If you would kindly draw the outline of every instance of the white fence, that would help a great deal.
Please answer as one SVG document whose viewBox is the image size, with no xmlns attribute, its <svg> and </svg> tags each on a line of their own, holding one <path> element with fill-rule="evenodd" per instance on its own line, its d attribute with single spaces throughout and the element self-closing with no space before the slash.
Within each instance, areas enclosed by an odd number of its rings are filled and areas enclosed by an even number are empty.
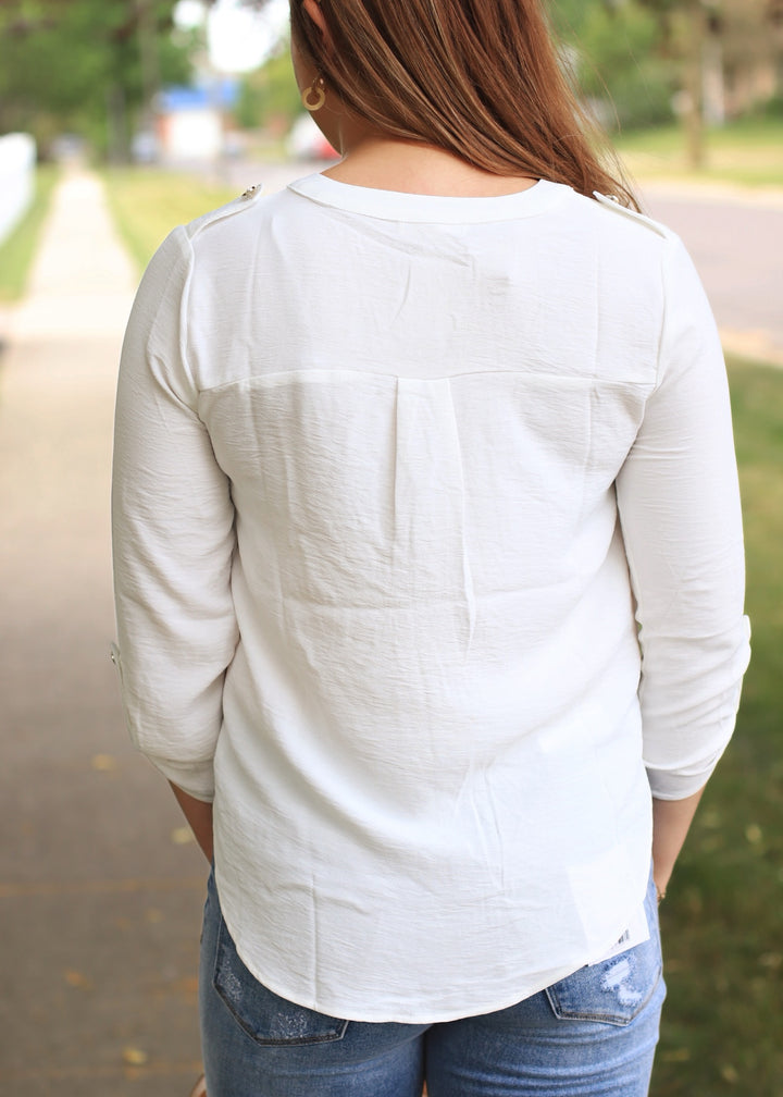
<svg viewBox="0 0 783 1097">
<path fill-rule="evenodd" d="M 34 189 L 35 142 L 30 134 L 0 137 L 0 244 L 24 215 Z"/>
</svg>

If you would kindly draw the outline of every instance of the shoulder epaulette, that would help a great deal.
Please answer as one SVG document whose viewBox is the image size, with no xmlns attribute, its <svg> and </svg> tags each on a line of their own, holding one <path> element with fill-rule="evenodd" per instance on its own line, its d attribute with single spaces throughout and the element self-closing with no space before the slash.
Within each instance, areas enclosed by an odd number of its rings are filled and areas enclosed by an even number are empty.
<svg viewBox="0 0 783 1097">
<path fill-rule="evenodd" d="M 651 229 L 658 236 L 662 236 L 665 239 L 668 239 L 671 235 L 666 225 L 661 225 L 660 222 L 654 220 L 651 217 L 647 217 L 643 213 L 637 213 L 635 210 L 628 210 L 628 207 L 623 205 L 620 199 L 615 197 L 614 194 L 600 194 L 598 191 L 593 191 L 593 197 L 600 202 L 602 206 L 605 206 L 606 210 L 614 210 L 615 213 L 629 217 L 632 220 L 638 222 L 639 225 L 645 225 L 647 228 Z"/>
<path fill-rule="evenodd" d="M 218 206 L 217 210 L 211 210 L 209 213 L 202 214 L 201 217 L 196 217 L 195 220 L 190 222 L 185 226 L 188 230 L 188 236 L 193 239 L 197 236 L 202 229 L 207 228 L 209 225 L 214 225 L 217 220 L 223 220 L 224 217 L 232 217 L 237 213 L 241 213 L 243 210 L 250 208 L 256 201 L 261 197 L 263 188 L 261 183 L 253 183 L 252 186 L 248 186 L 238 197 L 232 199 L 224 206 Z"/>
</svg>

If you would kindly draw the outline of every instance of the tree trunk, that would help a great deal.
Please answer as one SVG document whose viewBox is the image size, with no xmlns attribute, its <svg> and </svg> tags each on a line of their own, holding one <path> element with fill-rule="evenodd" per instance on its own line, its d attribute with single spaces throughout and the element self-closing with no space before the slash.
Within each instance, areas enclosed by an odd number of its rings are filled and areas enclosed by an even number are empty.
<svg viewBox="0 0 783 1097">
<path fill-rule="evenodd" d="M 706 150 L 704 143 L 704 44 L 706 19 L 701 0 L 691 0 L 685 11 L 686 58 L 685 91 L 685 135 L 688 165 L 697 170 L 704 167 Z"/>
</svg>

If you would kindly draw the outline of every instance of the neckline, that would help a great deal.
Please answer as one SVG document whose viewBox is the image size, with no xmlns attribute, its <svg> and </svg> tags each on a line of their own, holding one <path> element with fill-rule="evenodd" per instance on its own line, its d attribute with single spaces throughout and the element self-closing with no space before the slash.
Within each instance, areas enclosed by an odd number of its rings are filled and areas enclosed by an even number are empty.
<svg viewBox="0 0 783 1097">
<path fill-rule="evenodd" d="M 523 191 L 481 197 L 383 191 L 330 179 L 320 172 L 288 184 L 288 190 L 319 205 L 382 220 L 461 224 L 532 217 L 563 201 L 570 188 L 541 179 Z"/>
</svg>

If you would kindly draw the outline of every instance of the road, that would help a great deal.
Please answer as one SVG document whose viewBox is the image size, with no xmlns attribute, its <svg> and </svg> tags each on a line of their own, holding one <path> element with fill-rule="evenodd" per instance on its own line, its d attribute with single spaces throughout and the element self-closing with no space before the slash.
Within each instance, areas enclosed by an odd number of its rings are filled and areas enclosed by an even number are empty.
<svg viewBox="0 0 783 1097">
<path fill-rule="evenodd" d="M 644 197 L 691 252 L 727 350 L 783 364 L 783 201 L 654 186 Z"/>
<path fill-rule="evenodd" d="M 274 190 L 307 170 L 246 165 L 231 182 Z M 650 207 L 685 237 L 720 324 L 783 351 L 780 208 L 666 194 Z M 69 179 L 0 374 L 0 1090 L 14 1097 L 184 1097 L 198 1071 L 205 866 L 130 748 L 107 657 L 134 281 L 98 180 Z"/>
</svg>

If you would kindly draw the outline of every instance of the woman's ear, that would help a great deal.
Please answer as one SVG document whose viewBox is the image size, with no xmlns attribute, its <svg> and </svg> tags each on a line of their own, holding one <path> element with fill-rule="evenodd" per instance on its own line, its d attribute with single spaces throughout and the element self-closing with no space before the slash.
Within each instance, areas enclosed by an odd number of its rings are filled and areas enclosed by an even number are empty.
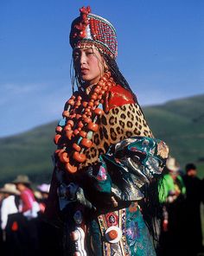
<svg viewBox="0 0 204 256">
<path fill-rule="evenodd" d="M 106 64 L 106 61 L 104 60 L 104 71 L 106 72 L 108 71 L 108 65 Z"/>
</svg>

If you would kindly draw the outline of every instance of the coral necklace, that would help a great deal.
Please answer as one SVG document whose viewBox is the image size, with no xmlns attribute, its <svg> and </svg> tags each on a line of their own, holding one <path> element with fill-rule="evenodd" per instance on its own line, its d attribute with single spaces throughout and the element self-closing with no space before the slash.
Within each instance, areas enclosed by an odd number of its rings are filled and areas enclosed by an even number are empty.
<svg viewBox="0 0 204 256">
<path fill-rule="evenodd" d="M 99 129 L 97 121 L 104 113 L 99 106 L 115 85 L 111 72 L 105 72 L 88 95 L 75 92 L 66 103 L 54 139 L 58 145 L 55 159 L 60 169 L 75 173 L 79 163 L 86 160 L 85 150 L 92 146 L 92 134 Z"/>
</svg>

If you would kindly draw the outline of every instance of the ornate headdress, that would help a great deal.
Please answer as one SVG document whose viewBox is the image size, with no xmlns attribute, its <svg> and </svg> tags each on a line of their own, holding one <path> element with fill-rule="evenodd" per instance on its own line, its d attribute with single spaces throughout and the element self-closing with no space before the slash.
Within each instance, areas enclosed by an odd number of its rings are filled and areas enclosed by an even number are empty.
<svg viewBox="0 0 204 256">
<path fill-rule="evenodd" d="M 73 20 L 69 35 L 73 48 L 94 45 L 115 59 L 118 54 L 116 30 L 107 20 L 90 13 L 90 7 L 80 9 L 80 16 Z"/>
</svg>

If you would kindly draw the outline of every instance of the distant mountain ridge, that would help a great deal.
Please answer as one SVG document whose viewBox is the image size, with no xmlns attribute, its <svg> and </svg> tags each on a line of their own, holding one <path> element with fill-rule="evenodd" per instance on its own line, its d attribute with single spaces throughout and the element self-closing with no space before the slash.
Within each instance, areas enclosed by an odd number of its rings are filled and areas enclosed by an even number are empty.
<svg viewBox="0 0 204 256">
<path fill-rule="evenodd" d="M 143 107 L 156 138 L 165 141 L 181 166 L 194 162 L 204 176 L 204 94 Z M 16 136 L 0 138 L 0 182 L 27 174 L 35 182 L 49 182 L 58 123 L 52 122 Z"/>
</svg>

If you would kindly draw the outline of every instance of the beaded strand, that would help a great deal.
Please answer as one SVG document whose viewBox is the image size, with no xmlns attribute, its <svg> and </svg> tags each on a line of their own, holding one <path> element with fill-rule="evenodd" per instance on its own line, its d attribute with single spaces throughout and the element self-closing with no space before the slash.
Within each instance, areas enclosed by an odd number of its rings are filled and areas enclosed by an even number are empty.
<svg viewBox="0 0 204 256">
<path fill-rule="evenodd" d="M 111 72 L 105 72 L 91 90 L 88 99 L 76 93 L 67 100 L 54 141 L 58 145 L 57 163 L 69 173 L 75 173 L 77 165 L 86 160 L 85 151 L 92 146 L 92 134 L 99 129 L 97 121 L 104 114 L 99 106 L 104 103 L 105 94 L 115 85 Z"/>
</svg>

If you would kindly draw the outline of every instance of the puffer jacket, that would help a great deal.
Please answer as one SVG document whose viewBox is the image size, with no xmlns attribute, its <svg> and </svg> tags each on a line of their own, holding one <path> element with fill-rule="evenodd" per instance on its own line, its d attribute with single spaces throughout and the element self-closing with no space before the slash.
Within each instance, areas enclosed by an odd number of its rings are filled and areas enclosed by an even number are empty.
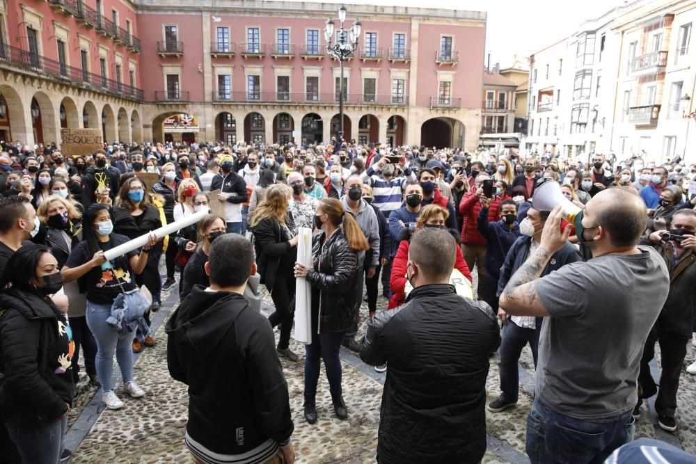
<svg viewBox="0 0 696 464">
<path fill-rule="evenodd" d="M 314 265 L 307 273 L 312 286 L 312 333 L 342 332 L 356 317 L 358 253 L 348 244 L 342 227 L 324 241 L 325 235 L 322 231 L 312 239 Z"/>
<path fill-rule="evenodd" d="M 65 315 L 49 299 L 10 288 L 0 294 L 0 406 L 51 421 L 72 404 L 71 355 Z"/>
<path fill-rule="evenodd" d="M 400 308 L 378 312 L 360 357 L 389 365 L 380 463 L 478 463 L 486 452 L 489 355 L 500 344 L 490 306 L 450 285 L 418 287 Z"/>
<path fill-rule="evenodd" d="M 498 213 L 500 209 L 500 202 L 508 200 L 510 197 L 507 194 L 502 197 L 496 197 L 491 202 L 488 209 L 488 221 L 490 223 L 498 221 Z M 464 223 L 461 225 L 461 243 L 464 245 L 486 245 L 486 239 L 478 230 L 478 214 L 481 211 L 481 201 L 476 196 L 476 191 L 472 190 L 466 193 L 459 203 L 459 212 L 461 213 Z"/>
</svg>

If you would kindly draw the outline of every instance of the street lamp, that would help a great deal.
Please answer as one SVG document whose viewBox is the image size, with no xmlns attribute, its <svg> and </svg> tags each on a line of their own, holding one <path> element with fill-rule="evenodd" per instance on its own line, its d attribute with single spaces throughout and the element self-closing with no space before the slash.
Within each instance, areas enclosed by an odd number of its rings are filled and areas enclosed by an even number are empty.
<svg viewBox="0 0 696 464">
<path fill-rule="evenodd" d="M 358 39 L 360 38 L 360 32 L 362 29 L 360 19 L 356 19 L 350 28 L 347 42 L 343 23 L 345 22 L 347 13 L 345 6 L 341 4 L 338 8 L 338 21 L 341 23 L 340 29 L 339 29 L 340 33 L 335 44 L 331 44 L 331 40 L 333 38 L 333 21 L 331 19 L 326 19 L 326 24 L 324 28 L 324 38 L 326 40 L 326 51 L 330 56 L 338 60 L 341 67 L 341 77 L 338 87 L 339 143 L 343 138 L 343 62 L 348 59 L 348 57 L 352 55 L 358 47 Z"/>
</svg>

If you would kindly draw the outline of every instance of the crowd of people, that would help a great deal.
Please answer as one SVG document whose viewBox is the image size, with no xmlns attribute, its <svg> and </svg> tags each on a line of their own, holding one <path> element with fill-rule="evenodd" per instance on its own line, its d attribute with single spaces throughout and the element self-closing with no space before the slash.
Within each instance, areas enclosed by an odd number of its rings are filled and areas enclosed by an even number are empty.
<svg viewBox="0 0 696 464">
<path fill-rule="evenodd" d="M 2 149 L 0 453 L 8 462 L 69 457 L 61 438 L 81 354 L 106 408 L 124 406 L 114 355 L 122 394 L 146 394 L 133 353 L 155 345 L 152 313 L 177 285 L 167 362 L 189 385 L 194 461 L 292 463 L 279 357 L 302 360 L 290 344 L 298 278 L 312 289 L 304 419 L 319 419 L 322 360 L 334 413 L 349 417 L 339 353 L 358 353 L 387 372 L 380 462 L 480 461 L 485 411 L 516 406 L 528 344 L 532 462 L 601 462 L 632 440 L 655 394 L 660 427 L 677 430 L 679 378 L 696 345 L 696 164 L 335 138 L 113 143 L 86 157 Z M 534 207 L 537 189 L 553 182 L 581 221 Z M 175 234 L 151 234 L 202 211 Z M 300 228 L 313 231 L 308 266 L 298 260 Z M 144 246 L 105 257 L 143 235 Z M 248 305 L 255 275 L 273 301 L 267 319 Z M 123 309 L 134 293 L 149 295 L 142 314 Z M 377 312 L 380 297 L 388 309 Z M 356 339 L 361 317 L 367 330 Z M 500 391 L 487 405 L 496 351 Z M 696 375 L 696 362 L 686 371 Z"/>
</svg>

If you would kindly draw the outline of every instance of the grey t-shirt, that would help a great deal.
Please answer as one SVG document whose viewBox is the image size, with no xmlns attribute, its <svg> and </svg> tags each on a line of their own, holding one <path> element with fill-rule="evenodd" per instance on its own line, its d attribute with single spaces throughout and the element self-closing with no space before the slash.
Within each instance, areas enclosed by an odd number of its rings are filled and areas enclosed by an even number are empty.
<svg viewBox="0 0 696 464">
<path fill-rule="evenodd" d="M 549 408 L 592 420 L 635 406 L 643 346 L 670 291 L 664 259 L 638 248 L 535 281 L 551 316 L 541 326 L 535 394 Z"/>
</svg>

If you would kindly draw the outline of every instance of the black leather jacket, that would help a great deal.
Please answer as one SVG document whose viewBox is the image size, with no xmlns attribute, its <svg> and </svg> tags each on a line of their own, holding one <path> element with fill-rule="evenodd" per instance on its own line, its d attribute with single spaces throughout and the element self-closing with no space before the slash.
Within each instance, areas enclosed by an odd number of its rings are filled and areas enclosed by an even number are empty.
<svg viewBox="0 0 696 464">
<path fill-rule="evenodd" d="M 307 274 L 312 285 L 312 332 L 347 330 L 356 317 L 355 282 L 358 253 L 350 248 L 339 228 L 324 241 L 325 232 L 312 239 L 314 266 Z M 319 321 L 318 328 L 315 326 Z"/>
</svg>

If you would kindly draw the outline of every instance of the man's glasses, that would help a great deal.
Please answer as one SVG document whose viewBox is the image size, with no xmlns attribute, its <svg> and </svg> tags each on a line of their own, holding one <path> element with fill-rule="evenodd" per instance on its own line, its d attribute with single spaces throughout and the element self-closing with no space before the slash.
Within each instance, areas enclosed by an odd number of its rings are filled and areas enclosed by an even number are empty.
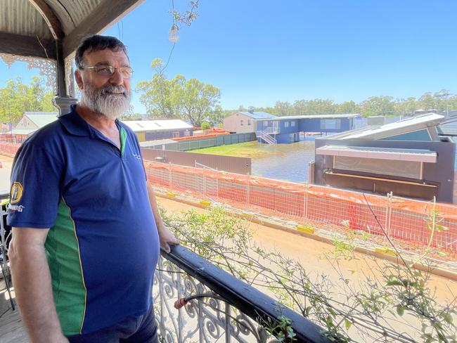
<svg viewBox="0 0 457 343">
<path fill-rule="evenodd" d="M 119 72 L 122 75 L 124 79 L 130 79 L 131 74 L 134 72 L 134 70 L 130 67 L 120 67 L 119 68 L 115 68 L 112 65 L 94 65 L 93 67 L 79 67 L 79 69 L 84 70 L 92 70 L 98 75 L 101 76 L 112 77 L 116 70 L 119 70 Z"/>
</svg>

● ● ●

**The problem**
Select each line in the records above that contains the string "jacket"; the match is case-sensitive.

**Response below**
If you would kindly draw the outline of every instance of the puffer jacket, that would help a great deal.
If you would kindly draw the outline of every instance of the black leather jacket, that would help a great deal.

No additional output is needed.